What this exercise asks:
1. Summarize the passage on coal sulfur content in two sentences.
2. List every way the passage on coal sulfur content gives for coal-fueled power plants to comply with sulfur dioxide emission regulations.
3. Reproduce word for word the part of the passage on coal sulfur content from "Sulfur Content. Federal" up to and including "sulfur-reduction technology.".

Source:

☆ ☆ ☆ ☆ ☆

Lignite coal is a geologically young coal which has the lowest
carbon content and a heat value ranging between 4,000 and 8,300
Btus per pound.
Sulfur Content. Federal and state
environmental regulations, including regulations that limit the
amount of sulfur dioxide that may be emitted as a result of
combustion, have affected and may continue to affect the demand
for certain types of coal. The sulfur content of coal can vary
from seam to seam and within a single seam. The chemical
composition and concentration of sulfur in coal affects the
amount of sulfur dioxide produced in combustion. Coal-fueled
power plants can comply with sulfur dioxide emission regulations
by burning coal with low sulfur content, blending coals with
various sulfur contents, purchasing emission allowances on the
open market
and/or using
sulfur-reduction technology.
All of our identified coal reserves have been subject to
preliminary coal seam analysis to test sulfur content. Of these
reserves, approximately 73.4% consist of compliance coal, while
an additional 8.7% could be sold as low-sulfur coal. The balance
is classified as high-sulfur coal. Higher sulfur noncompliance
coal can be burned in plants equipped with sulfur-reduction
technology, such as scrubbers, and in facilities that blend
compliance and noncompliance coal. We expect that all new
coal-fueled power plants built in the United States will use
some type of sulfur-reduction technology and, as such, the
premiums offered for lower sulfur coal may decrease in the
future.

☆ ☆ ☆ ☆ ☆

[Position identification records]
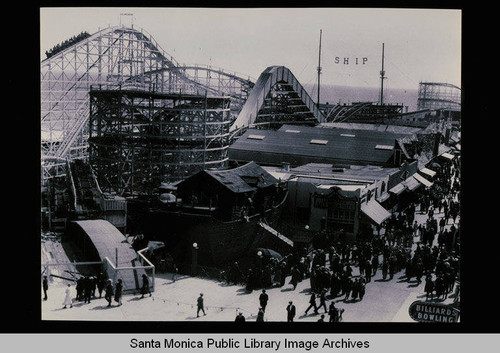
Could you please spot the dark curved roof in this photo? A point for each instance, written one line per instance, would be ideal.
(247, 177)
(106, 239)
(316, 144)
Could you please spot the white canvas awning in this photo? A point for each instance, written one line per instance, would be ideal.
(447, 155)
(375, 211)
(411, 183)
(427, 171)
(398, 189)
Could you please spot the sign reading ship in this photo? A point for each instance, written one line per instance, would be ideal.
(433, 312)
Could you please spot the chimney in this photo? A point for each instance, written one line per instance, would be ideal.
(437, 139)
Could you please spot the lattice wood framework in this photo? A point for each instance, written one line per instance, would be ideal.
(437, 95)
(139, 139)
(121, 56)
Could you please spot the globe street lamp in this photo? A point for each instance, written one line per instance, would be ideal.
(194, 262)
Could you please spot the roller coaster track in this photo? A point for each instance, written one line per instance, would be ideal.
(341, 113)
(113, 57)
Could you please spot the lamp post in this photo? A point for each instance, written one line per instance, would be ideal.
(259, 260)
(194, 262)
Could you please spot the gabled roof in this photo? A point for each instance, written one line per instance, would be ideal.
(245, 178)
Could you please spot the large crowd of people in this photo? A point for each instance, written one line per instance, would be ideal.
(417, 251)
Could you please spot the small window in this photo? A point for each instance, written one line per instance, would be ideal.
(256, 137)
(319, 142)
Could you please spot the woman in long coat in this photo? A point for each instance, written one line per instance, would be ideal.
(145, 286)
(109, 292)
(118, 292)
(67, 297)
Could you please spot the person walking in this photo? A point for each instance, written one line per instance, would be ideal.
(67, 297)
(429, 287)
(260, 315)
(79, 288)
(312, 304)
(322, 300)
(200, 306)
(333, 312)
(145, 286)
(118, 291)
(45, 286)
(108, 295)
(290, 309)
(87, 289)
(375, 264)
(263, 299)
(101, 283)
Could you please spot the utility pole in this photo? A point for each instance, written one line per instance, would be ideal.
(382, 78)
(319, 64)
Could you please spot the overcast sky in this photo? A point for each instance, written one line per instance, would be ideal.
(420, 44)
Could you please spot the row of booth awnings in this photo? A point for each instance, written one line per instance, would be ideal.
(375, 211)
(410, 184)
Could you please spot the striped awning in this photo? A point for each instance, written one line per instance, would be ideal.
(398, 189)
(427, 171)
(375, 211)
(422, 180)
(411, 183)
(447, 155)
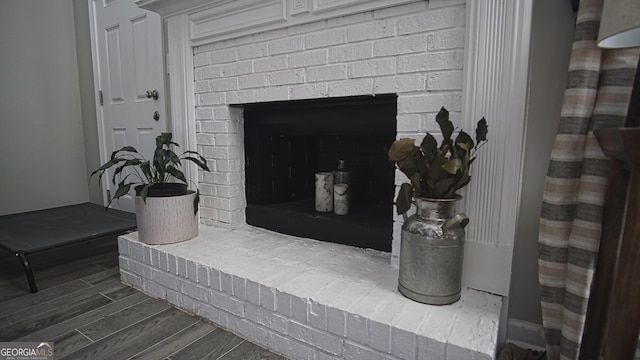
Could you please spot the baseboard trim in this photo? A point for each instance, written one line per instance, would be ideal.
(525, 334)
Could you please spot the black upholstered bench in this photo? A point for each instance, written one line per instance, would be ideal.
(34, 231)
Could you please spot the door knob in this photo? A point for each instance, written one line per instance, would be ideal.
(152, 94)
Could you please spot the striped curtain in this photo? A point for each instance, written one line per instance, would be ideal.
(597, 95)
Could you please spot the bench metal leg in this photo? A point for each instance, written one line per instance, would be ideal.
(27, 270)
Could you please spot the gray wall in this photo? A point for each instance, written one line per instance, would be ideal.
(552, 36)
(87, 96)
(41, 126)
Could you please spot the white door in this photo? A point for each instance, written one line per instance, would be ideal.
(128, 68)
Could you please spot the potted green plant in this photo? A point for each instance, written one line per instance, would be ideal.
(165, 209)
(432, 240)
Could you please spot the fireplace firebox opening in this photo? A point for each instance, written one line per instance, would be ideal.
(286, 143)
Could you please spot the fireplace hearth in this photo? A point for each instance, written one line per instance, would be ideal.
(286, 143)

☆ ☆ ☆ ☆ ☆

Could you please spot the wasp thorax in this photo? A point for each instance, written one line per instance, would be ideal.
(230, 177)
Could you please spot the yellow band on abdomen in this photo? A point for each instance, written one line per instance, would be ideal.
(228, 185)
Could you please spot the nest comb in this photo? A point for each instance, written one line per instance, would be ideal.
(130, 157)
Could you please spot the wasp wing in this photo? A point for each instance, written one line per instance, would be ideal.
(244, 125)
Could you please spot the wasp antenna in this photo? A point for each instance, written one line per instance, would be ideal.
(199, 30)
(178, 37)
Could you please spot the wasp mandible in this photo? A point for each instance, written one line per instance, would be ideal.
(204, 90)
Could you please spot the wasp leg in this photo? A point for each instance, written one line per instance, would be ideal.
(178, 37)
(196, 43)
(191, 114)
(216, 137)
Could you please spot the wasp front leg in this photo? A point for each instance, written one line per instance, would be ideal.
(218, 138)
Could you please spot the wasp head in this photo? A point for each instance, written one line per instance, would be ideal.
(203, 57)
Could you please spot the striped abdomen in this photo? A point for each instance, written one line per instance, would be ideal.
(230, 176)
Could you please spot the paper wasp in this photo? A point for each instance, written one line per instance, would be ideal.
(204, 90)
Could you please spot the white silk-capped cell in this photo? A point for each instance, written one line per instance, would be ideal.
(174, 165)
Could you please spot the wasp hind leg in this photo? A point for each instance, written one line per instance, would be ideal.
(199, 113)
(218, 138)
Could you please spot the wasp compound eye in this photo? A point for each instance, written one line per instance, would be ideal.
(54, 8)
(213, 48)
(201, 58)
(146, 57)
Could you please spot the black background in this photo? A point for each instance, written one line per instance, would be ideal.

☆ ☆ ☆ ☆ ☆

Task-by-task answers:
1. Environmental regulations that limit sulfur dioxide emissions affect demand for certain types of coal, and coal-fueled power plants can comply by burning low-sulfur coal, blending coals, purchasing emission allowances, or using sulfur-reduction technology. About 73.4% of the identified reserves are compliance coal and another 8.7% could be sold as low-sulfur coal, but premiums for lower sulfur coal may decrease because all new coal-fueled plants in the United States are expected to use sulfur-reduction technology.

2.
- Burning coal with low sulfur content
- Blending coals with various sulfur contents
- Purchasing emission allowances on the open market
- Using sulfur-reduction technology

3.
Sulfur Content. Federal and state
environmental regulations, including regulations that limit the
amount of sulfur dioxide that may be emitted as a result of
combustion, have affected and may continue to affect the demand
for certain types of coal. The sulfur content of coal can vary
from seam to seam and within a single seam. The chemical
composition and concentration of sulfur in coal affects the
amount of sulfur dioxide produced in combustion. Coal-fueled
power plants can comply with sulfur dioxide emission regulations
by burning coal with low sulfur content, blending coals with
various sulfur contents, purchasing emission allowances on the
open market
and/or using
sulfur-reduction technology.